START Extract to read
Murali Krishna CH of The New Indian Express rated the film 3.5 out of 5 stars and wrote, "Watch it definitely for the Megastar, who delivers enough bang for your buck". Arvind V of Pinkvilla rated the film 3 out of 5 stars and wrote "Chiranjeevi, after a dull performance in Acharya, is terrific here. Satyadev delivers an award-winning output". Opining the same, Manoj Kumar R of The Indian Express appreciated Mohan Raja's work and stated that he "has steered clear of mystery and has turned GodFather into a full-fledged political drama".

Roktim Rajpal of India Today rated the film 3 out of 5 and wrote, "The Chiranjeevi-led political thriller is massier and more action-packed than the Malayalam version. GodFather is a grand celebration of the brand Chiranjeevi that proves to be a treat for the veteran hero's ardent fans". The Hans India rated the film with 3 out of 5, stating that the film is a decent one-time watch and offers something to cheer for Chiranjeevi's fans. Deepa Gahlot of Rediff.com rated the film with 3/5 stars, stating the film has a gracefully aged Chiranjeevi, who plays Brahma with a quiet but menacing look keeping the audience engaged.
END Extract to read
START Records provided
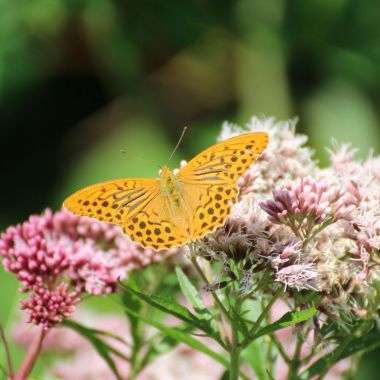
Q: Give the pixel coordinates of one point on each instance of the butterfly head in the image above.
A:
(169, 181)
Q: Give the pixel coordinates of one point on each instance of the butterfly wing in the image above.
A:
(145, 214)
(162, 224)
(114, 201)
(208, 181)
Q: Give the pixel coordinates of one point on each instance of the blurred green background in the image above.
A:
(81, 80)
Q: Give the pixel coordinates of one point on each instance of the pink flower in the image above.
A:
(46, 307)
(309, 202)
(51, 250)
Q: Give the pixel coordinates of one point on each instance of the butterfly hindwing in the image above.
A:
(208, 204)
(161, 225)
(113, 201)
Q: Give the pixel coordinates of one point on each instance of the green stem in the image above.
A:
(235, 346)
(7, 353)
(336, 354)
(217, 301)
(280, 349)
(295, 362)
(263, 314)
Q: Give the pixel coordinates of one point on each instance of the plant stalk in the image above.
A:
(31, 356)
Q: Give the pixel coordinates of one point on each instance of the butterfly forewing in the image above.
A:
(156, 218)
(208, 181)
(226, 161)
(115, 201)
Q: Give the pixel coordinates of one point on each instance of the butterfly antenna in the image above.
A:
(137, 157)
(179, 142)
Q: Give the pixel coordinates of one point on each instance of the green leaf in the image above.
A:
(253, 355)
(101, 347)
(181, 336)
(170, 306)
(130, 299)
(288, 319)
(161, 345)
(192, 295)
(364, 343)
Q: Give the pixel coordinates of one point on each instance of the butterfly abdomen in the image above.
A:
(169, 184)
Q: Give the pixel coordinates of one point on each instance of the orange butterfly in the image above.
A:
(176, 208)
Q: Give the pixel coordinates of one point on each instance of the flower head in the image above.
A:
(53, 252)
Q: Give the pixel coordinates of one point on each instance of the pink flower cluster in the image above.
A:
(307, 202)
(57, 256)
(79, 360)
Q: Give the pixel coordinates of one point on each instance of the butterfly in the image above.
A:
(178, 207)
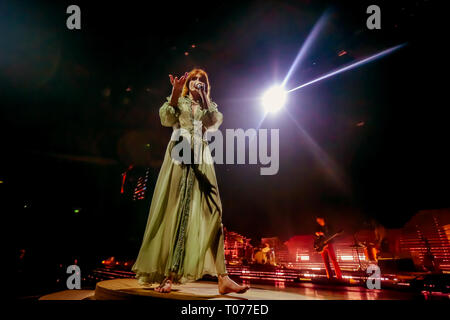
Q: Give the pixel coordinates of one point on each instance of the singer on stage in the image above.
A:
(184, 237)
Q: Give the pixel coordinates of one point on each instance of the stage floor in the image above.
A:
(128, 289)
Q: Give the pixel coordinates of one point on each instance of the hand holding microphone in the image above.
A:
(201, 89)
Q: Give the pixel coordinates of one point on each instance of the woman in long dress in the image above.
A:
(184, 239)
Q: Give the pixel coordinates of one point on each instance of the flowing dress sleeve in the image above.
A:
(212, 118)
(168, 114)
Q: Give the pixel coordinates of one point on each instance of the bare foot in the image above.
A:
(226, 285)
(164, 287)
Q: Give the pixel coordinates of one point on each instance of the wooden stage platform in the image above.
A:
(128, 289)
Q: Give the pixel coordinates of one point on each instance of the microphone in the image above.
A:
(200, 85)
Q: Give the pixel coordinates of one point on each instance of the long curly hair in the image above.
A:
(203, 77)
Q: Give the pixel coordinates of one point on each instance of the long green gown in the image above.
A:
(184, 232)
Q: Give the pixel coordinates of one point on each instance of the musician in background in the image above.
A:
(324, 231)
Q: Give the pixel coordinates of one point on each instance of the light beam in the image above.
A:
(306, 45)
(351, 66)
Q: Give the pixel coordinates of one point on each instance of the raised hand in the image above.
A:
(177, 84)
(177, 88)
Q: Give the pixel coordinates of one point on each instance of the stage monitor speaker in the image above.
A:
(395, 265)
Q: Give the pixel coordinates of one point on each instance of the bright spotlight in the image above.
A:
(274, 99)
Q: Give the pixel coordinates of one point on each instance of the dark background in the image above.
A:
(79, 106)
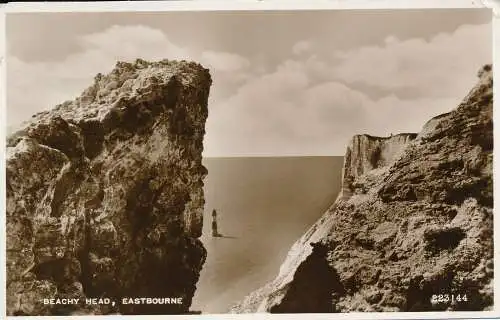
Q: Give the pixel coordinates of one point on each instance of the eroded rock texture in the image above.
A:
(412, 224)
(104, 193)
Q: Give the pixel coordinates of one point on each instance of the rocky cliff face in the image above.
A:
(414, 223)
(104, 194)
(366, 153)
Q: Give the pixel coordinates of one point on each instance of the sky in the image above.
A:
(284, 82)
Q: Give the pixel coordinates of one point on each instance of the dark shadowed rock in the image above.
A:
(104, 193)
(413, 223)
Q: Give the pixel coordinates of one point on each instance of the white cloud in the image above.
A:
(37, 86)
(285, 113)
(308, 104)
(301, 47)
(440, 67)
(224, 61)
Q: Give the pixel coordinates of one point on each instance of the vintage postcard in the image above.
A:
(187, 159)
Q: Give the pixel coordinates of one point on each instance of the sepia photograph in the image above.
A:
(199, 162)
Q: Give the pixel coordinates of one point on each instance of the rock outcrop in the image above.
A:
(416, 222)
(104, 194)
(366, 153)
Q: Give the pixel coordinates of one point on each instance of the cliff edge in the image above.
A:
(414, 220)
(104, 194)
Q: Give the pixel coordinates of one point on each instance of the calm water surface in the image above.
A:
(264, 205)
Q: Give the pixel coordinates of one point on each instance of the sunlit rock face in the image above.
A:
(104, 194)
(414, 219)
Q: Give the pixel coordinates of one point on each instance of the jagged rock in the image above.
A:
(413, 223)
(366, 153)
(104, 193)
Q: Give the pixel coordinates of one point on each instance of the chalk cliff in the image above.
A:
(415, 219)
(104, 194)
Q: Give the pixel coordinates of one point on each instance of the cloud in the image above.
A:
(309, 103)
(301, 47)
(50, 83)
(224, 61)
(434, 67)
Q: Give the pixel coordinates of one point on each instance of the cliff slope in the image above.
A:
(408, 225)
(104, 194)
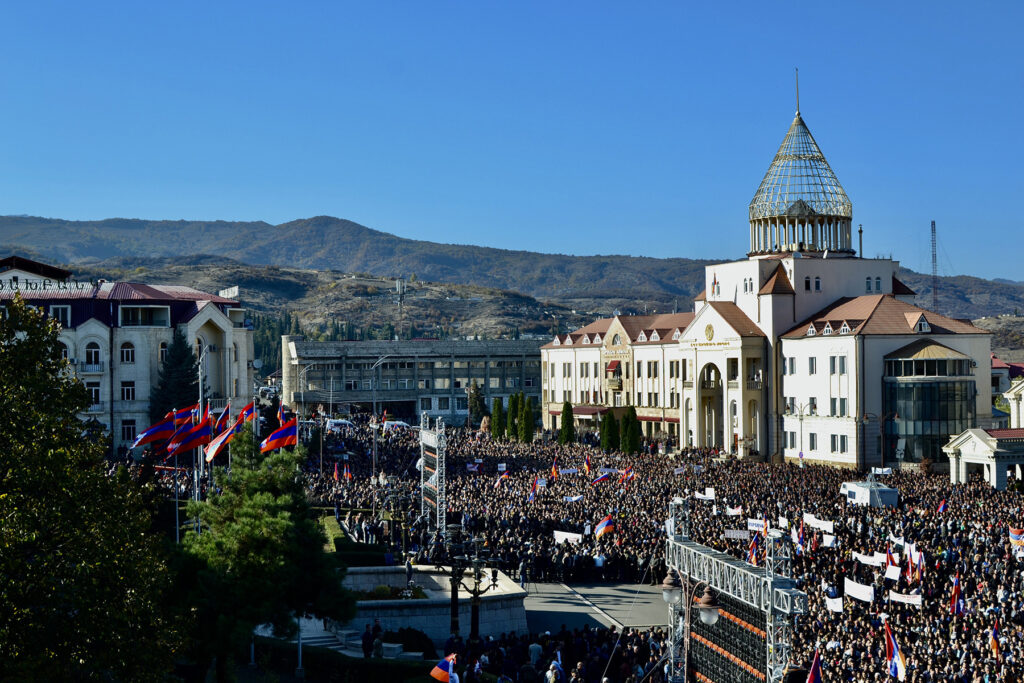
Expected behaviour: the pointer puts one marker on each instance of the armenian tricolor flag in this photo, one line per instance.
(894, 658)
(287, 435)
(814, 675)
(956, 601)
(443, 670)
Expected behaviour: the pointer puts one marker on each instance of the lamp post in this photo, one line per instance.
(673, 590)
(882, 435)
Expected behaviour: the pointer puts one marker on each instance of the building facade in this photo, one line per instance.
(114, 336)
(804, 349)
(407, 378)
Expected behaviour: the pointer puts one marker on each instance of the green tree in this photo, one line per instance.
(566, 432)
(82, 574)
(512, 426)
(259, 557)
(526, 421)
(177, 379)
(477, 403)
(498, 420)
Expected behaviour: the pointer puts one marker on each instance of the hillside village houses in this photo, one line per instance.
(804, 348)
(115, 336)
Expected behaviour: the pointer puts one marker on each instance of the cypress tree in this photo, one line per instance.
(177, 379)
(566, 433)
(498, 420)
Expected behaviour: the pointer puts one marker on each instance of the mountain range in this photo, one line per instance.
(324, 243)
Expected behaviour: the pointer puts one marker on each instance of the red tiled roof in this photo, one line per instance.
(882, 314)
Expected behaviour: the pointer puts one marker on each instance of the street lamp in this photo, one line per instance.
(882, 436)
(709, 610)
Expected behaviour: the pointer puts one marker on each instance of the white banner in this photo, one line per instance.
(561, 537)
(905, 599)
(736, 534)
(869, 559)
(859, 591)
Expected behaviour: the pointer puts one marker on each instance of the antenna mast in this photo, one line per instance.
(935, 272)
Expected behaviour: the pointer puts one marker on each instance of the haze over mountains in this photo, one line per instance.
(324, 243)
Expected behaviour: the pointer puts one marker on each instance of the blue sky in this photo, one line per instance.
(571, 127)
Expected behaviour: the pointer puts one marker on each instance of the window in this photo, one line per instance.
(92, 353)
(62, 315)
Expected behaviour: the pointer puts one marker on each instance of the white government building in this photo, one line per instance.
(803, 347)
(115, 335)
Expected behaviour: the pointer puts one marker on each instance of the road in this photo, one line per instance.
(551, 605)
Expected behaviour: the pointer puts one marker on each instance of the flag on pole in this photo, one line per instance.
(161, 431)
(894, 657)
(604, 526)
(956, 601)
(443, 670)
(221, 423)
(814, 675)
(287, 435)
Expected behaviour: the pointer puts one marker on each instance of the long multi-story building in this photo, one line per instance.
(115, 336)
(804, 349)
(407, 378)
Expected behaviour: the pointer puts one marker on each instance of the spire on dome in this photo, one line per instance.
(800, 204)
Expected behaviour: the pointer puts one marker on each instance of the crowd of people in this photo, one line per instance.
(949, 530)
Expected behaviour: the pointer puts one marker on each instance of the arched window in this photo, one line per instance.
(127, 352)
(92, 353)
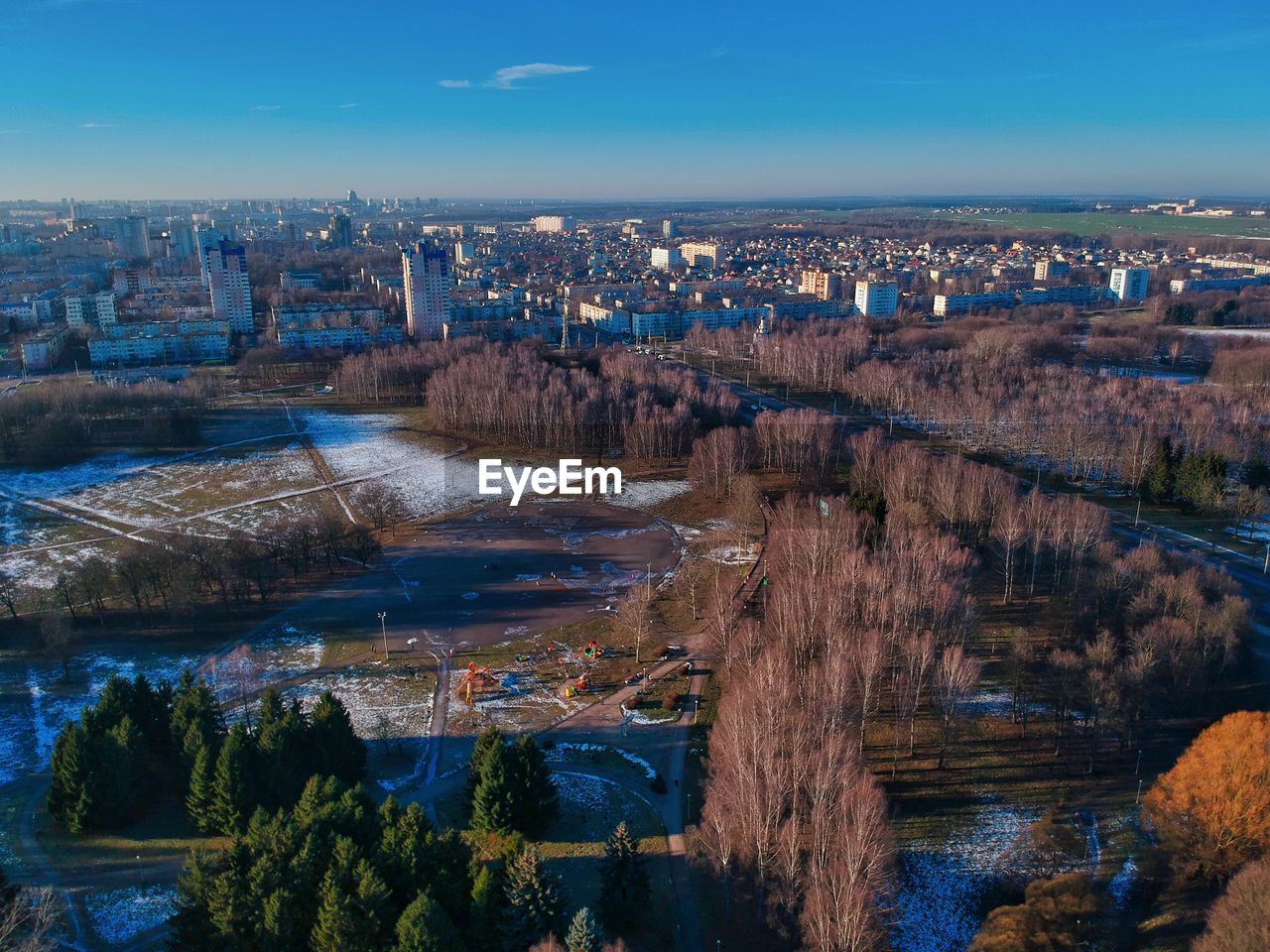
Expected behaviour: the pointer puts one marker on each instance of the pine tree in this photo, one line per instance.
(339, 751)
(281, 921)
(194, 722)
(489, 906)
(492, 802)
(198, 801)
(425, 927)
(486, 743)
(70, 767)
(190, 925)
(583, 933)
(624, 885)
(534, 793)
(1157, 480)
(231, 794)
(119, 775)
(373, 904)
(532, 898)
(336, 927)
END Records provided
### Work instruction
Reproduce the passage of the GodFather reviews text verbatim, starting at "Roktim Rajpal of" and ending at "the audience engaged.".

### Solution to the exercise
Roktim Rajpal of India Today rated the film 3 out of 5 and wrote, "The Chiranjeevi-led political thriller is massier and more action-packed than the Malayalam version. GodFather is a grand celebration of the brand Chiranjeevi that proves to be a treat for the veteran hero's ardent fans". The Hans India rated the film with 3 out of 5, stating that the film is a decent one-time watch and offers something to cheer for Chiranjeevi's fans. Deepa Gahlot of Rediff.com rated the film with 3/5 stars, stating the film has a gracefully aged Chiranjeevi, who plays Brahma with a quiet but menacing look keeping the audience engaged.